5 fairer welfare reforms
Our government has been very open-handed with providing for our needs, even when we don’t want it. And maybe shouldn’t accept it.
For the Supplemental Nutrition Assistance Program (SNAP) alone, the Hawaii Department of Human Services spent over $33 million each month to help over 77,000 households in fiscal year 2011. That’s up from $14 million each month to help over 47,000 households in fiscal year 2008.
First, let’s be honest. We can call it “aid to families with dependent children” or “supplemental nutrition assistance,” but it’s welfare: temporary assistance for those in need. It is not meant to be a lifelong benefit.
Second, let’s concentrate on reforming welfare for the needy. We’ll brainstorm about solutions for Social Security, Medicare, and Medicaid at another time.
I’ve come up with five welfare reform ideas. They may seem strict and counter-intuitive, but these are policies that will help strengthen families and personal responsibility:
1. Limit welfare benefits to 48 months. Hawaii could limit welfare benefits to 48 months, but continue forms of support: food stamps, Medicaid, child care, and emergency services. In September 2011, Michigan Governor Rick Snyder signed into law a four-year lifetime limit on cash welfare benefits, with exemptions for the elderly and the disabled. Six other states – Illinois, Iowa, Minnesota, Missouri, Ohio, and Wisconsin – have five-year limits on welfare, while Indiana has a two-year limit for adults.
2. No welfare benefits for underage mothers. We need to encourage teens to finish school and find a job, instead of making it easy for them to be irresponsible. Let’s channel welfare money into 1) shelters for mothers who lack the support of their families; and 2) daycare programs so that mothers can finish school.
3. Reduce welfare benefits for single mothers (excluding widows) and encourage “co-parents.” Welfare encourages single-parent families and discourages responsible fatherhood. Instead, we should encourage two-parent families and marriage. Why not allow a mother and a supporting family member or friend to apply as co-parents?
4. No increase in welfare benefits if you have more children. Higher benefits reward irresponsible pregnancies. Instead, welfare assistance should allow for the number of dependent children at the time of the welfare application.
5. Reward families who no longer need assistance. After one year without welfare assistance, let’s reward families with a small, one-time grant that could be used as a down-payment on a home or car, or a necessary medical expense (only specific uses would qualify). It would offer families a small “savings” (some of the money they would have received from welfare during that year) that may help them just when they need it most.
Political commentator Lawrence Auster warned, “Once the government becomes the supplier of people’s needs, there is no limit to the needs that will be claimed as a basic right.” Welfare is not a right; it is a safety net. What do you think?

====

Tasks
**A.** Write out the stretch of the welfare reform post from "For the Supplemental" through "fiscal year 2008.", word for word.
**B.** According to the welfare reform post, which state has a two-year welfare limit for adults?

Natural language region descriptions
====

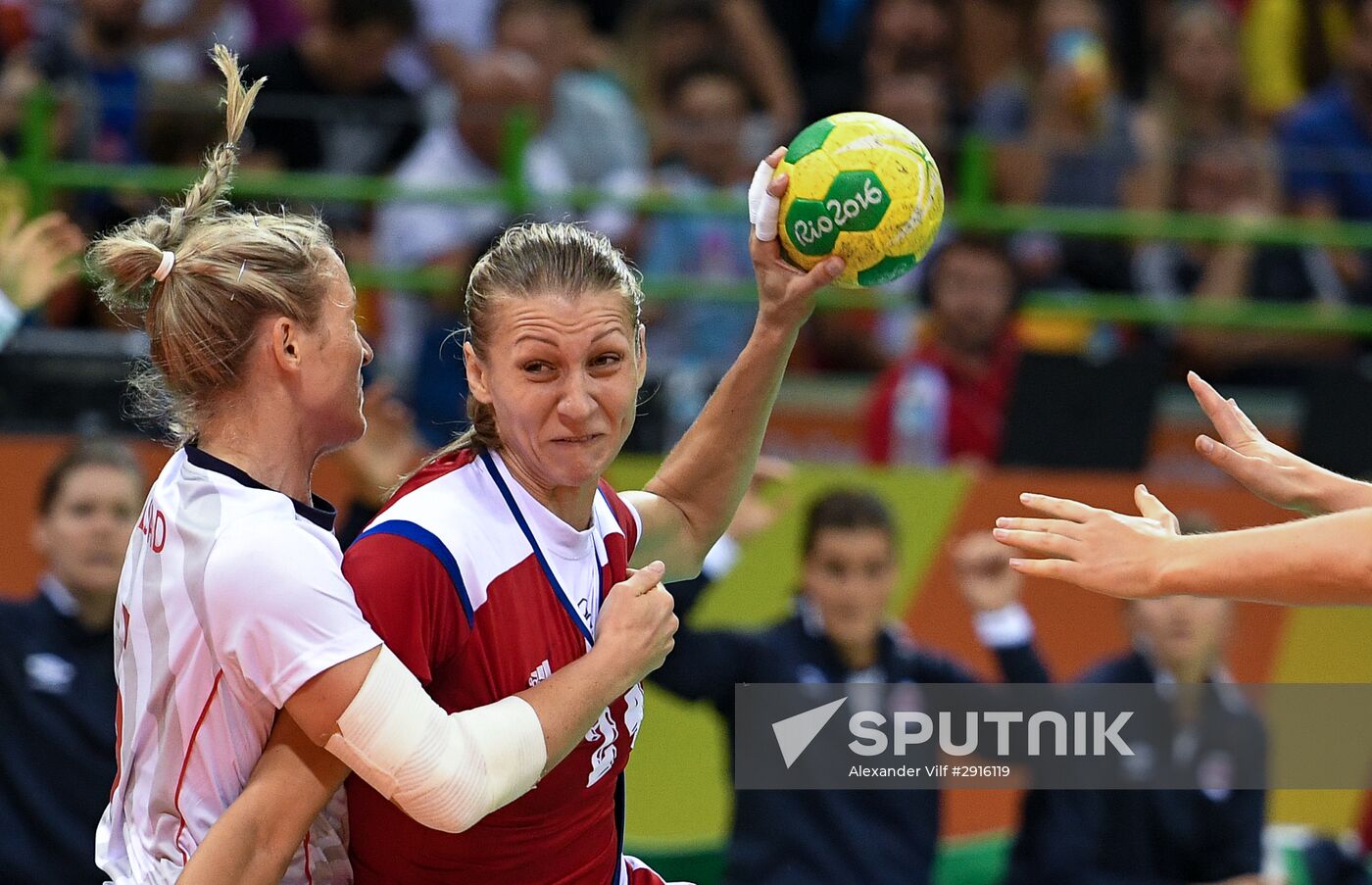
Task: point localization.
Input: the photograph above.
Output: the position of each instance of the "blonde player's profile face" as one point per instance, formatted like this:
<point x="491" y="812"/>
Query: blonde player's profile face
<point x="84" y="534"/>
<point x="1184" y="634"/>
<point x="848" y="576"/>
<point x="331" y="363"/>
<point x="563" y="376"/>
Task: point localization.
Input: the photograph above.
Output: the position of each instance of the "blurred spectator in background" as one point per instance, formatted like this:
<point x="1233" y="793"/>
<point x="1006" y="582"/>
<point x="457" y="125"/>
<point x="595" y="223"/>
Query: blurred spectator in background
<point x="841" y="631"/>
<point x="1292" y="48"/>
<point x="695" y="340"/>
<point x="909" y="36"/>
<point x="990" y="40"/>
<point x="947" y="400"/>
<point x="1155" y="836"/>
<point x="823" y="43"/>
<point x="57" y="686"/>
<point x="466" y="154"/>
<point x="1065" y="137"/>
<point x="594" y="126"/>
<point x="707" y="112"/>
<point x="1235" y="178"/>
<point x="919" y="100"/>
<point x="664" y="37"/>
<point x="1197" y="95"/>
<point x="331" y="105"/>
<point x="195" y="24"/>
<point x="93" y="65"/>
<point x="36" y="260"/>
<point x="1326" y="144"/>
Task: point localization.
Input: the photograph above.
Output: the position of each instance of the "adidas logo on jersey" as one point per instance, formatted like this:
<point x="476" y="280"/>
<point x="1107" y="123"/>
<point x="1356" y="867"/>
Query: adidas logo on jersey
<point x="541" y="672"/>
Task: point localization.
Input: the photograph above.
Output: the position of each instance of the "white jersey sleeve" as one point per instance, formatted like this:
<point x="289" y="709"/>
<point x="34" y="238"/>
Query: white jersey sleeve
<point x="278" y="610"/>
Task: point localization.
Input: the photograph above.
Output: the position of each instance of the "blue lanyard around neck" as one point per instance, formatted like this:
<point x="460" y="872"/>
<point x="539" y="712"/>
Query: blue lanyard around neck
<point x="538" y="552"/>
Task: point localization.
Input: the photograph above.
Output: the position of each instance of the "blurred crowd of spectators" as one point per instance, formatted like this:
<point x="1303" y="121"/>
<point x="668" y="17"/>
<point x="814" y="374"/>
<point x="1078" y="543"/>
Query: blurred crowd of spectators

====

Solved tasks
**A.**
For the Supplemental Nutrition Assistance Program (SNAP) alone, the Hawaii Department of Human Services spent over $33 million each month to help over 77,000 households in fiscal year 2011. That’s up from $14 million each month to help over 47,000 households in fiscal year 2008.

**B.** Indiana